Set task – Find the line with "If you could tag the wispy", then retype it and each later line through the last, exactly. Leave out pictures.

Given records –
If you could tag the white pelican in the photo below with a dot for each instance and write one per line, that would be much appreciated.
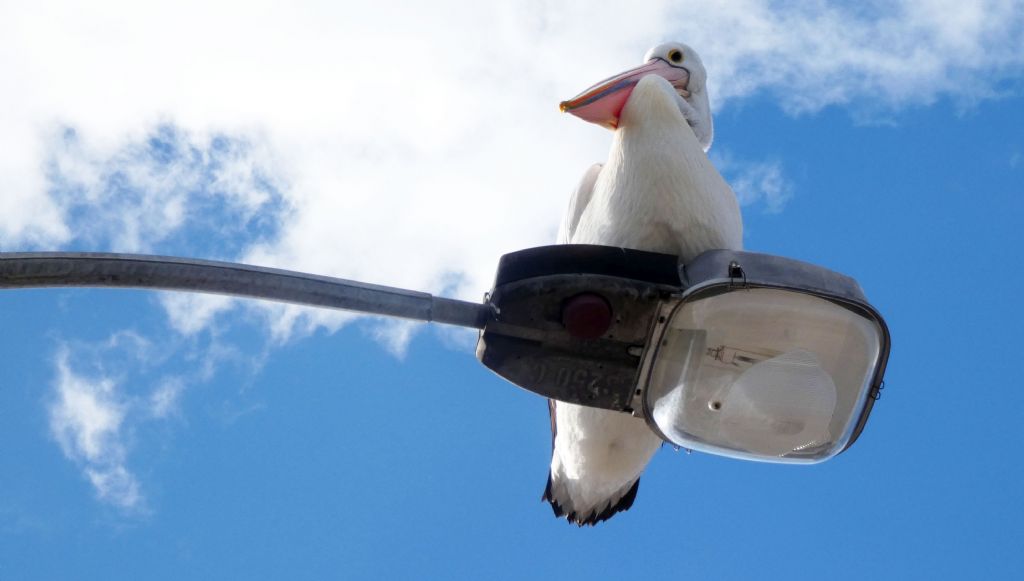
(657, 192)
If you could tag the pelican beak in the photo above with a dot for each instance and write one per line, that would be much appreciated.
(603, 102)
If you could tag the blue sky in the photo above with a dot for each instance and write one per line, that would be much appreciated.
(156, 436)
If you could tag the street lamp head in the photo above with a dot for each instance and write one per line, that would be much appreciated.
(735, 354)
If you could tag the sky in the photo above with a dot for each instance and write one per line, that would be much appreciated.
(168, 436)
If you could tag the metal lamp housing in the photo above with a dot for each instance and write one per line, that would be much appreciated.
(734, 354)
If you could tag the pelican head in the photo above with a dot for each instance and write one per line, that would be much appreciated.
(678, 64)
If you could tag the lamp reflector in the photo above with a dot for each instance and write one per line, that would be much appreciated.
(763, 374)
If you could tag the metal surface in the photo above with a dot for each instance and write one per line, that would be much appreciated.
(527, 343)
(34, 270)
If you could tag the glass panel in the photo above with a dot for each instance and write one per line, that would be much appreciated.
(763, 374)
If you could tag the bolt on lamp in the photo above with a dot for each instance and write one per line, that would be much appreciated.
(735, 354)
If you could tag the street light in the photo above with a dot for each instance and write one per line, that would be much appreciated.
(735, 354)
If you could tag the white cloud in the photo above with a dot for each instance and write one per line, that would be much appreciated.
(406, 147)
(164, 400)
(403, 146)
(756, 182)
(86, 419)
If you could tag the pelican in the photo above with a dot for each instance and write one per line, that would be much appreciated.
(658, 192)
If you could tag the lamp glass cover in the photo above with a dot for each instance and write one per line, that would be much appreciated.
(763, 374)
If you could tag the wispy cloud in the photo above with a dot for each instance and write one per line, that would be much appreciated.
(87, 420)
(758, 183)
(404, 147)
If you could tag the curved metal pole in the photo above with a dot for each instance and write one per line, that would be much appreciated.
(34, 270)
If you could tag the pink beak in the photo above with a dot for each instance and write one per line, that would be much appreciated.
(603, 102)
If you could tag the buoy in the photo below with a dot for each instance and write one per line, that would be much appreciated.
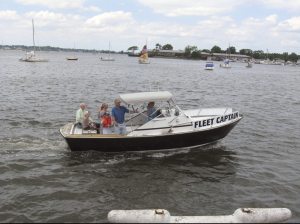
(241, 215)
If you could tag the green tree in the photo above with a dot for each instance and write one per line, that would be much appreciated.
(231, 50)
(196, 54)
(133, 48)
(247, 52)
(206, 50)
(189, 50)
(158, 46)
(216, 49)
(167, 47)
(258, 54)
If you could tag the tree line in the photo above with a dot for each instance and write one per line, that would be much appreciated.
(195, 53)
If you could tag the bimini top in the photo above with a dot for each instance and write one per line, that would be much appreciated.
(134, 98)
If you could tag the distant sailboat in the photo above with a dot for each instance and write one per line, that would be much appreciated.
(143, 59)
(109, 58)
(31, 56)
(226, 62)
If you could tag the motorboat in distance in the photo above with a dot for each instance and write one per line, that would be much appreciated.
(170, 128)
(209, 65)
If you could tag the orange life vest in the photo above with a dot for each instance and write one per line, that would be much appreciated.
(106, 121)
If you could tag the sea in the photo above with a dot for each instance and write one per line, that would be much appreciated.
(257, 165)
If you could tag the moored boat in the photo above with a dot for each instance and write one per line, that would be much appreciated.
(31, 56)
(171, 128)
(143, 58)
(209, 65)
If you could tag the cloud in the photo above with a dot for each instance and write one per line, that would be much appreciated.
(8, 15)
(52, 19)
(190, 7)
(292, 5)
(117, 20)
(54, 3)
(292, 25)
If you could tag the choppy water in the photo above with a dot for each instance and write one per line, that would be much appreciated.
(256, 165)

Output –
If you could tag the wispy cloud in the photo above with a dot for each instance and write one per line, that would be much appreciated.
(87, 420)
(758, 183)
(404, 147)
If you could tag the curved metal pole in the photo above with a dot for each instance and write one per line, that would be much appreciated.
(34, 270)
If you could tag the pink beak in the photo above with a dot for each instance and write one per line, that would be much appreciated.
(603, 102)
If you could tag the buoy in the photo below with a dot for each instance and write one per line, that would be much appreciated.
(241, 215)
If you could tag the green tree in the photo above with a dot for each instance and write one per line, that would be much appreciated.
(231, 50)
(196, 54)
(133, 48)
(247, 52)
(206, 50)
(189, 50)
(158, 46)
(216, 49)
(167, 47)
(258, 54)
If you could tag the tree line in the photo above with a dot for each instance and write one per line, that would be much appreciated.
(195, 53)
If you could tag the bimini top in the photo above with a dot for each instance and write one per line, that would be much appreciated.
(134, 98)
If you could tag the distant sailboat in the photo above with a dot for each instance and write one per line, that would be much appreciated.
(143, 59)
(109, 58)
(31, 56)
(226, 62)
If you could tag the motorboat in distance in the photo above with a dot for each instance and write one per line, that would be much appreciated.
(170, 128)
(209, 65)
If you could tag the orange life vest in the photo above with a dot for each instance and write one per line, that would be much appreciated.
(106, 121)
If you could tag the sea in the photo above with a dot for each instance and write one per line, that would be much appreciated.
(257, 165)
If you could tag the moored boat in the photo above with a dot for each instance and write one per line, that would be much appreciated.
(31, 56)
(171, 128)
(143, 58)
(209, 65)
If you could tag the cloud in the photo above with a dot for each instance and write one per line, that would be much appreciated.
(8, 15)
(52, 19)
(190, 7)
(292, 5)
(117, 20)
(54, 3)
(292, 25)
If you could tag the choppy water in the photo above with a dot for each instance and write one per line, that would be much appreciated.
(256, 165)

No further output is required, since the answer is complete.